▸ **TASK DATA**
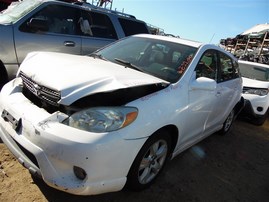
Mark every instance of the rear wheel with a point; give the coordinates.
(150, 161)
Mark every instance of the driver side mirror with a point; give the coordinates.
(37, 24)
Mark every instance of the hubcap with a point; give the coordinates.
(152, 162)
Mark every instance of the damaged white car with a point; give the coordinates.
(94, 124)
(255, 91)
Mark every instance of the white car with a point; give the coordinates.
(255, 90)
(94, 124)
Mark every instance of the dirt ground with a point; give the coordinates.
(221, 168)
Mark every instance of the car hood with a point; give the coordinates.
(255, 83)
(78, 76)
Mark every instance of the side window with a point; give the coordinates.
(55, 19)
(207, 66)
(131, 27)
(96, 25)
(227, 68)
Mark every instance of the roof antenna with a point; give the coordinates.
(212, 38)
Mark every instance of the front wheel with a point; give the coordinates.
(150, 161)
(228, 123)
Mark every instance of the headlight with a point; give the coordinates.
(102, 119)
(256, 91)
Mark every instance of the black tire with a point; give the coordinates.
(228, 123)
(150, 161)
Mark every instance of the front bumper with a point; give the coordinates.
(51, 150)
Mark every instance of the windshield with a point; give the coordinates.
(17, 10)
(254, 72)
(163, 59)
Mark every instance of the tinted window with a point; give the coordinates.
(57, 18)
(96, 25)
(227, 70)
(131, 27)
(207, 66)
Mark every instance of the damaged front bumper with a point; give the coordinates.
(54, 151)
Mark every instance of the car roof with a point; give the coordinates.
(172, 39)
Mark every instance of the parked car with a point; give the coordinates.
(4, 4)
(76, 28)
(94, 124)
(255, 90)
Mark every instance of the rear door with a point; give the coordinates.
(61, 33)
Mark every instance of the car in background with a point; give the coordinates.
(75, 28)
(94, 124)
(255, 91)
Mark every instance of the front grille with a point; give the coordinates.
(48, 95)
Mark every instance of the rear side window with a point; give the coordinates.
(96, 25)
(55, 19)
(131, 27)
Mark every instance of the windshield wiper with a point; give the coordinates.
(128, 64)
(99, 56)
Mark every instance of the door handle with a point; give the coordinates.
(69, 43)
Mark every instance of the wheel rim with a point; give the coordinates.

▸ **WHAT IS REQUIRED**
Every entry above, pictures excluded, needs to be duplicated exactly.

▸ **SOLUTION FOR THIS EXERCISE**
Mark every instance of the rear wheel with a point; give the coordinates.
(150, 161)
Mark every instance of the driver side mirror with a point; give the coordinates.
(37, 24)
Mark every instance of the hubcap with a point; give the coordinates.
(152, 162)
Mark every instance of the damaged white car with a point; give the coordinates.
(94, 124)
(255, 91)
Mark every instance of the white car with a point; give the coordinates.
(255, 90)
(94, 124)
Mark every instance of the dirt ground with a point; give the coordinates.
(221, 168)
Mark every instance of the car hood with a point; give the coordinates.
(255, 83)
(78, 76)
Mark every instance of the side window with a point; give the coordinates.
(55, 19)
(207, 66)
(131, 27)
(96, 25)
(227, 68)
Mark every instance of the roof antenna with a point; give the coordinates.
(212, 38)
Mark every instance of the front wheel with a point; give the coordinates.
(150, 161)
(228, 123)
Mark every instance of the headlight with a point; give the coordinates.
(102, 119)
(256, 91)
Mark every instance of the black tire with a point; give the coordinates.
(228, 123)
(150, 161)
Mark every instance of the front bumper with a point; give the coordinates.
(51, 150)
Mark every instance of the windshield with a point; give the coordinates.
(17, 10)
(254, 72)
(163, 59)
Mark every instance of the tinted window with a point; give the coordinates.
(57, 18)
(96, 25)
(227, 70)
(131, 27)
(207, 66)
Mark every instance of the damaged front bumper with a point; give the coordinates.
(54, 151)
Mark every instance of the car roof with a point; give the coordinates.
(172, 39)
Mark every instance of the parked car with a point; give the coordinates.
(4, 4)
(76, 28)
(94, 124)
(255, 90)
Mark every instance of the rear door with a point; give the coordinates.
(61, 33)
Mark every instance of the car in background with a point; give the coordinates.
(75, 28)
(94, 124)
(255, 91)
Mark every instance of the front grille with a point; give the coordinates.
(48, 95)
Mark every instance of the rear side window with a point; give the coordinates.
(96, 25)
(55, 19)
(131, 27)
Mark every instance of the windshield wiper with a point; give the coordinates.
(128, 64)
(99, 56)
Mark every instance of the door handle with a point; give the coordinates.
(69, 43)
Mark every instance of the wheel rim with a point; give the coordinates.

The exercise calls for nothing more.